Copy out all the entries word for word.

[START SOURCE DATA]

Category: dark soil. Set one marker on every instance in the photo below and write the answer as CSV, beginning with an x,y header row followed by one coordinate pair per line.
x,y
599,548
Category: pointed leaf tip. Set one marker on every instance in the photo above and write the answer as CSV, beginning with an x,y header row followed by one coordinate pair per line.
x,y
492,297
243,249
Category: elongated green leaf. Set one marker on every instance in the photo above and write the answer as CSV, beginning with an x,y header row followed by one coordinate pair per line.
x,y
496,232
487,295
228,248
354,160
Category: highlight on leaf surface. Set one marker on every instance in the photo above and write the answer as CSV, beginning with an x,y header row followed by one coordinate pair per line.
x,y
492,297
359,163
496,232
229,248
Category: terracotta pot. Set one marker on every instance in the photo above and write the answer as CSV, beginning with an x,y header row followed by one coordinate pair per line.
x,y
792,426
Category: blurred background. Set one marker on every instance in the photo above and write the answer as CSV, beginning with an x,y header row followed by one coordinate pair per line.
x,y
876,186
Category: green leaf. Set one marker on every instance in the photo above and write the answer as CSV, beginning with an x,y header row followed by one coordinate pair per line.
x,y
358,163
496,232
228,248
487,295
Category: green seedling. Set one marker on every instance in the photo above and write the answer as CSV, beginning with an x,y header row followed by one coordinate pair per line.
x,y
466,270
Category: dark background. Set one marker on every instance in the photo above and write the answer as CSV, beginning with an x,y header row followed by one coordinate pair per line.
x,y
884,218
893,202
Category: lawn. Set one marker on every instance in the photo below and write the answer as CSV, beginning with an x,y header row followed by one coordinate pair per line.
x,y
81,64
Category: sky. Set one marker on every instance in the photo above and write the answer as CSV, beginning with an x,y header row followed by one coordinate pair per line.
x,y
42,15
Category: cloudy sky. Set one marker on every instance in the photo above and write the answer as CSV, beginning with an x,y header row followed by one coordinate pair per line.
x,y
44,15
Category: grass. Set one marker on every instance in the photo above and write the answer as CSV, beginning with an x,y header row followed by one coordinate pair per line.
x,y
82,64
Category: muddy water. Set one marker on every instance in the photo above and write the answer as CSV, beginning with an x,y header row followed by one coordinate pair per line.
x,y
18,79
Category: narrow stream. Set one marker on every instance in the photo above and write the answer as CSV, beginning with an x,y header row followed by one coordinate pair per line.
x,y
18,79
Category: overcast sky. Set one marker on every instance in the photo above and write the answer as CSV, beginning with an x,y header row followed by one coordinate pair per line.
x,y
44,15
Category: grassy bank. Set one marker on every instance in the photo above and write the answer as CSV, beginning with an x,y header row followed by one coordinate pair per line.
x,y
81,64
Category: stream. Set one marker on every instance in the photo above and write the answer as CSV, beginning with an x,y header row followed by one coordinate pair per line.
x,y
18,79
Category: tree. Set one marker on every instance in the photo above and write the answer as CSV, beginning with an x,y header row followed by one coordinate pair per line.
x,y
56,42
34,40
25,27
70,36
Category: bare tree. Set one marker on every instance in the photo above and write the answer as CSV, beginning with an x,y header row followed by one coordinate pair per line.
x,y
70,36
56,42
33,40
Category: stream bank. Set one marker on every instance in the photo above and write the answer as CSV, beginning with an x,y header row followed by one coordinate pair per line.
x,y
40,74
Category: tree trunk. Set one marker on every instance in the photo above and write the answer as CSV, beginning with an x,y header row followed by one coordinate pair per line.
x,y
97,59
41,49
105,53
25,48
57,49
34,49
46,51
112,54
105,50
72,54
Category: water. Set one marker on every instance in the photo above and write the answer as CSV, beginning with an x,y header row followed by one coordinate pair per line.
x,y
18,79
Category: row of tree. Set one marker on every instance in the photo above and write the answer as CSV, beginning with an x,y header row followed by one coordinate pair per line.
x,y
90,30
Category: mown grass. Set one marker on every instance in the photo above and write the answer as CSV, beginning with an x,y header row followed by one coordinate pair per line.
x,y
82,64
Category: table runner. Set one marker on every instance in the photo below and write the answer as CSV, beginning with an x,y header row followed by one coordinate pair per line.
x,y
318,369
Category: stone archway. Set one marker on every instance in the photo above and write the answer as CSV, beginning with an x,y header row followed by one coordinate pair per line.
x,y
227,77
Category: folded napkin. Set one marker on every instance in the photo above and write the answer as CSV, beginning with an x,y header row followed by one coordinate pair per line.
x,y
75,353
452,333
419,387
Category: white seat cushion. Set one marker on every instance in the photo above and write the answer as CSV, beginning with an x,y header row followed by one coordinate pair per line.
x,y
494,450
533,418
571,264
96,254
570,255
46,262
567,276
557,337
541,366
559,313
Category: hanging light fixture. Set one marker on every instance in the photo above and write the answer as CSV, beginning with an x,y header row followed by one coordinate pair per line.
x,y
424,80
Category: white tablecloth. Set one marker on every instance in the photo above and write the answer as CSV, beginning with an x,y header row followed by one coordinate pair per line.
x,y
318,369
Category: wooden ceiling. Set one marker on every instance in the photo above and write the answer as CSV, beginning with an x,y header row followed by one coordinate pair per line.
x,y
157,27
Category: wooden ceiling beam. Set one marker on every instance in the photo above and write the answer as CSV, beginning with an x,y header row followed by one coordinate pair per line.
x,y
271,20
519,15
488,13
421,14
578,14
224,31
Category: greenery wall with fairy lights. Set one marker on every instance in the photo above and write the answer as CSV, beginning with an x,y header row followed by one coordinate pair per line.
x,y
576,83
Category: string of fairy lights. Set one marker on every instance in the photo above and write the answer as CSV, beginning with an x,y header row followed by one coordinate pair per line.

[END SOURCE DATA]

• THE COMPLETED TASK:
Category: dark soil. Set one marker on every instance in the photo below and write the answer as CSV, beginning with an x,y header row followed by one coordinate pair per line.
x,y
599,548
Category: pointed leaf tip. Set one marker on every instance in the photo above and write the answer as CSV, beginning with an x,y header row followed by one coordinate pair per line.
x,y
492,297
243,249
Category: elongated green leaf. Set one marker on every instance in the photo above and write the answer as CSV, beginning with an x,y header row followed by one coordinate pair per line.
x,y
496,232
487,295
228,248
354,160
Category: highlight on leaf surface. Set one marker on every instance in the photo above and write the answer as CSV, beginning with an x,y header row followed by one coordinate pair per line.
x,y
492,297
359,163
496,232
229,248
Category: terracotta pot. Set one marker on every instance in the photo above and write the answer as CSV, beginning with an x,y header row followed by one coordinate pair per line.
x,y
792,426
Category: blurred background. Set one marker on every instance in the photo above and write the answer as CSV, beginning with an x,y header row followed by one coordinate pair per line.
x,y
876,186
Category: green leaf. Set one marker on every instance in the photo above and write the answer as CSV, beginning with an x,y header row followed by one coordinate pair per line.
x,y
358,163
496,232
228,248
487,295
Category: green seedling. Set one marker on every instance in the photo above and write the answer as CSV, beginning with an x,y header row followed by one coordinate pair per line.
x,y
466,270
Category: dark background. Set one marker on every instance in the photo above and write the answer as CSV, beginning with an x,y header row followed by one coordinate pair per line.
x,y
884,218
893,202
Category: lawn. Set one marker on every instance in the photo below and write the answer as CSV, beginning with an x,y header row followed by one coordinate pair per line.
x,y
81,64
Category: sky. Set one marker on every instance in the photo above and write the answer as CSV, beginning with an x,y header row followed by one coordinate pair per line.
x,y
42,15
Category: cloudy sky. Set one marker on every instance in the photo above and write the answer as CSV, beginning with an x,y header row followed by one coordinate pair per line.
x,y
44,15
Category: grass. Set one marker on every instance in the photo above and write the answer as CSV, beginning with an x,y header row followed by one coordinate pair per line.
x,y
82,64
Category: muddy water. Set one marker on every instance in the photo above and write the answer as CSV, beginning with an x,y header row followed by one coordinate pair per line.
x,y
18,79
Category: narrow stream. Set one marker on every instance in the photo above and write the answer as CSV, beginning with an x,y header row followed by one coordinate pair per line.
x,y
18,79
Category: overcast sky. Set one marker on every instance in the photo above and write the answer as CSV, beginning with an x,y header row followed by one coordinate pair per line.
x,y
44,15
Category: grassy bank. Set one marker on every instance in the photo above and write the answer as CSV, beginning with an x,y header row followed by one coordinate pair per line.
x,y
81,64
Category: stream. Set one marker on every instance in the photo above and write the answer as CSV, beginning with an x,y header row followed by one coordinate pair per line.
x,y
18,79
Category: tree. Set one marker on every instance in the photo above and write the answer as CSV, beginning with an x,y header row followed by one coordinate pair per line.
x,y
56,42
34,40
25,27
70,36
Category: bare tree. Set one marker on every instance in the photo above and write the answer as CSV, beginning with an x,y header row followed by one coordinate pair per line.
x,y
70,36
56,42
33,40
Category: stream bank. Set one marker on every instance in the photo above and write the answer as CSV, beginning with an x,y header row followed by one coordinate pair per line.
x,y
40,74
Category: tree trunk. Set one marker on every instance in the photo above and write the answer as CSV, beginning with an x,y header row followed by one coordinate pair per line.
x,y
97,59
41,49
105,53
25,48
57,49
34,49
46,51
112,54
105,50
72,54
Category: water. Set one marker on every instance in the photo above and write the answer as CSV, beginning with an x,y header row followed by one coordinate pair per line.
x,y
18,79
Category: row of tree. Set one marker on every instance in the photo above and write the answer as CSV, beginning with an x,y header row followed by one coordinate pair per line.
x,y
90,30
Category: mown grass. Set one marker on every instance in the photo above and write the answer as CSV, beginning with an x,y header row followed by one coordinate pair per line.
x,y
82,64
Category: table runner. Set one marker on every instance in the photo below and write the answer as CSV, beginning with an x,y header row followed by one coordinate pair per line.
x,y
318,369
Category: stone archway. Set one marker on every instance in the photo above and write the answer as CSV, beginning with an x,y header row followed by one coordinate pair per line.
x,y
227,77
Category: folded napkin. Set one marker on every instance in the photo above and write the answer as CSV, beginning with an x,y header row followed by one coordinate pair per line.
x,y
75,353
452,333
419,387
Category: white seat cushion. Set one marker on every instance in the photo above and write the answer as CSV, beginning with an x,y header row followed by one coordinate pair per line.
x,y
494,450
533,418
571,264
96,254
570,255
46,262
567,276
557,337
541,366
559,313
Category: hanging light fixture. Set one marker on every instance in the photo above and write the answer as CSV, beginning with an x,y header row followed by one coordinate pair per line.
x,y
424,80
Category: white tablecloth. Set one marker on every instance in the photo above and write the answer as CSV, beginning with an x,y header row followed by one coordinate pair per line.
x,y
318,369
Category: wooden ceiling. Set one marker on every instance in the photo above and write the answer as CSV, beginning with an x,y header row followed by one coordinate pair per line.
x,y
157,27
Category: wooden ceiling beam. Set one marker on every instance in the photo above and write the answer as CSV, beginning with an x,y header row followed by one coordinate pair per line.
x,y
271,20
519,15
488,13
421,14
578,14
224,31
Category: greenery wall with fairy lights. Set one marker on every instance in the photo above and write the answer as CSV, beginning with an x,y header row followed by one coordinate pair per line.
x,y
576,83
Category: string of fairy lights. Set one marker on every instance in the photo above and write the answer as CSV, beginning with an x,y header row followed by one coordinate pair per line.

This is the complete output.